Resume the forum discussion about IP security cameras, picking up right after its final sentence.

> _TEXT PASSAGE_:
───

Hi, Looked into open software freeware iSPY? Quite robust. On Synology NAS can install one camera on default setting. To add more, need to purchase camera license key.

Reply to
Tony Hwang

Per Dean Hoffman :

I've been fooling around with IP cams for a few years now.

Had one stolen near the beginning of the game - and I had not turned the application over to the guy who was going to pay for it yet. $450 out of pocket.... Ouch!

I have a problem with cams that use IR for night vision. I use them at home, but for something that is exposed to thieves I'd think that little ring of red glowing lights is just a sign that says "Valuable, fungible equipment here, steal me!". Anybody with half a brain can shine a flashlight into an IP cam and totally defeat it while they approach the cam, cut the wire and steal it.

I'm currently fooling around with supplemental IR and plain old Home Depot motion-triggered floods.

───

> _DATA_:

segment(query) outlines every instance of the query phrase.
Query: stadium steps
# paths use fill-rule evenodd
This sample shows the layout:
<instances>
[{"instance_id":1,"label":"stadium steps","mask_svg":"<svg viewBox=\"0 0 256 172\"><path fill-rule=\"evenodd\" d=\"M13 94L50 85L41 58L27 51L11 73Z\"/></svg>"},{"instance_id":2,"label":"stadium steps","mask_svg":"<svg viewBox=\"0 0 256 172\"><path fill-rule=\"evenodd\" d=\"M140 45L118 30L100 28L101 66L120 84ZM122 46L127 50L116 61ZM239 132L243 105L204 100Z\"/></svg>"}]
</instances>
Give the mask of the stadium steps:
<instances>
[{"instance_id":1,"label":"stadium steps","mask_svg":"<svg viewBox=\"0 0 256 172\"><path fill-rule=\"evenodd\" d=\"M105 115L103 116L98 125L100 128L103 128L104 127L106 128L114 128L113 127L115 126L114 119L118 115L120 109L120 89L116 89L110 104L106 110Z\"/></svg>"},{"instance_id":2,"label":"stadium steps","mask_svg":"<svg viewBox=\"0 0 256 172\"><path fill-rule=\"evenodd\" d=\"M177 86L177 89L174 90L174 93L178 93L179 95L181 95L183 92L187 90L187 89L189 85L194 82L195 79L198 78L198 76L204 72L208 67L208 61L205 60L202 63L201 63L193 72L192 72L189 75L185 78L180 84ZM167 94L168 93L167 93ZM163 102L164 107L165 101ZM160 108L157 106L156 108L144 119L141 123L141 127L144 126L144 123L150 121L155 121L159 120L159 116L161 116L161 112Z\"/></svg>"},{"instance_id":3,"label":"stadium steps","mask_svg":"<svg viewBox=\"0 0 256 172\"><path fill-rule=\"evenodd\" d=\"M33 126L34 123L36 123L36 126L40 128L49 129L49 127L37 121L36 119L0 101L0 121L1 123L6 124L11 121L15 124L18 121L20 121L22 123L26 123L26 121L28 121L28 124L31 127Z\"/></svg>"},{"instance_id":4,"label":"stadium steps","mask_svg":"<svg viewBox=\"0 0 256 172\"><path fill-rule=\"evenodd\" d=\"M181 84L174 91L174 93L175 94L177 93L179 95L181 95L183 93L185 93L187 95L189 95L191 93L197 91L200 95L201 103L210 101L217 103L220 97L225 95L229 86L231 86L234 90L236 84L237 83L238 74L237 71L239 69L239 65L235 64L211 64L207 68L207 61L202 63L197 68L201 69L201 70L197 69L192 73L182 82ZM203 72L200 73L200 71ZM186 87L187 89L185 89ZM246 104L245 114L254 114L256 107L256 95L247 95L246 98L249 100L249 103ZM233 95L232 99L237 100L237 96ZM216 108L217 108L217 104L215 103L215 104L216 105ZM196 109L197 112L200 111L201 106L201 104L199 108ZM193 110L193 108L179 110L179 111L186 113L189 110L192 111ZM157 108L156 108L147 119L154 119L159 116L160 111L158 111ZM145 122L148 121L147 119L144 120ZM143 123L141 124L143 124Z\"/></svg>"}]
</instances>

───

> _TASK RESULT_:
Strangely, the critters that frequent our back yard (deer, foxes, raccoons, the occasional opossum) do not seem to be fazed by the floods coming on - they don't even look up or give any other evidence of knowing they've been lit.

I have a Reconyx game camera that I bought before starting to fool around with IP cams. This one uses IR, but emitters it uses give no visible evidence. I wouldn't call the quality of pix wonderful, but they're good enough to ID somebody at, say, 15-20 feet. Main issue I had with the Reconyx was that it took a half-dozen "C" batteries and it got kind of expensive to keep it in business.

Reply to
(PeteCresswell)

Hi, Game camera has high night visibility and HD as well as high sensitivity, Costs upto a grand or more. Good stuff. For general consumer use, 100 to 300 range in price will be OK. Most of them made in China which are most often hit and miss, but Taiwanese produced ones seem better quality with decent support in general.

Reply to
Tony Hwang

Nonsense.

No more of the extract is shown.